- [Your task] An exact, complete copy of the data is all that is needed.
START The data
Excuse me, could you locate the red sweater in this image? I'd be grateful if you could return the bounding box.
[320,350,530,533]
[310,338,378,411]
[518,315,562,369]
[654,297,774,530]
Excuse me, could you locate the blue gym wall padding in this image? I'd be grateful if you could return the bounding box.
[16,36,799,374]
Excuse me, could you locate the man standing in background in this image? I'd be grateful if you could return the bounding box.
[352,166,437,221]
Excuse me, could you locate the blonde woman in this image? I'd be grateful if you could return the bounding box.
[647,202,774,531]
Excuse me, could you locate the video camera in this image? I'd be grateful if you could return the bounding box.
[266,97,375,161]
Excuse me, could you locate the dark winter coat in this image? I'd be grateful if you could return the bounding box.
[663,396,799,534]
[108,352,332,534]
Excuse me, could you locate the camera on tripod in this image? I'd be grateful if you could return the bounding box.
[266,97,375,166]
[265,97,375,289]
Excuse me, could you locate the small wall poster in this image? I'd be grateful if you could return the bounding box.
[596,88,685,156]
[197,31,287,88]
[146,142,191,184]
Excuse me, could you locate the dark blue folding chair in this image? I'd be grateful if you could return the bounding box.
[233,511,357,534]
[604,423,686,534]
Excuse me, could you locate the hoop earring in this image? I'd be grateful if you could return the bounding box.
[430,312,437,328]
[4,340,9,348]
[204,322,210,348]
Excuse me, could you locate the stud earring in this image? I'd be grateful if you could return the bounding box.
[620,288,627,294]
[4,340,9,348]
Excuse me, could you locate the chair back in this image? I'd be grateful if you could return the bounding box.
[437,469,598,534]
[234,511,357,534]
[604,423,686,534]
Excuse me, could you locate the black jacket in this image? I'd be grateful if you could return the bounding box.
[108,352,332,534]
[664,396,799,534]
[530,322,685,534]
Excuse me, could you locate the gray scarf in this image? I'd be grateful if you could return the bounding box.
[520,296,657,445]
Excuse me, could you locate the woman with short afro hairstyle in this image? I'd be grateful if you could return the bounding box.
END The data
- [Output for this exercise]
Excuse me, could you locate the red sweater in this image? I'd be grateful if you could return the bounding box.
[320,350,530,533]
[310,338,378,411]
[518,315,562,369]
[654,297,774,530]
Excuse me, could you locate the blue gym wall padding in this image? I'd be grateful if you could return the bounding box.
[16,36,799,374]
Excuse me, could you locate the man standing in background in this image? I'd be grateful if you could return the bounding box.
[352,166,437,221]
Excuse me, could you locate the blonde woman in this image? I'd be grateful if you could return the bounding box.
[647,202,774,531]
Excuse me, could you locate the video camera in this image? I'd be grateful if you could return the bounding box.
[266,97,375,161]
Excuse me, could you locate the dark winter coat in this image? I'd be grateful if you could return the bounding box.
[663,396,799,534]
[108,352,332,534]
Excuse me, could you locate the camera on tripod in this image? I'd be grateful if you could return the bounding box.
[266,97,375,166]
[265,97,375,289]
Excuse me, could you locate the small wall poster in this image? I'd be grateful if you could return the bounding box.
[596,88,685,156]
[197,31,287,88]
[146,142,191,184]
Excuse me, could you locate the dark blue folding chair in this image? I'd be grateful if you could return the bounding box.
[233,511,357,534]
[604,423,686,534]
Excuse me, could you locate the hoop earring in this image? I'd be grateful if you could return the bounding box.
[430,312,437,328]
[4,340,9,348]
[204,322,210,348]
Excuse me, could you locate the stud earring in this image? I'd be grateful if you could return the bounding box.
[620,288,627,294]
[4,340,9,348]
Excuse me, could you locate the chair back in this image? I'd be grateful if you could return the bounding box.
[437,469,598,534]
[234,511,357,534]
[604,423,686,534]
Excuse me, could you locate the black jacket in this image? I'd be grateful if you could return the bounding box.
[108,352,332,534]
[664,396,799,534]
[530,322,685,534]
Excuse me, could you locate the gray scarf in this image? I'd be grateful if you could return the bounding box.
[520,296,657,445]
Excuse me, could you locate the woman with short afro hairstyle in this image? I'd be grateful if you could return the bounding box.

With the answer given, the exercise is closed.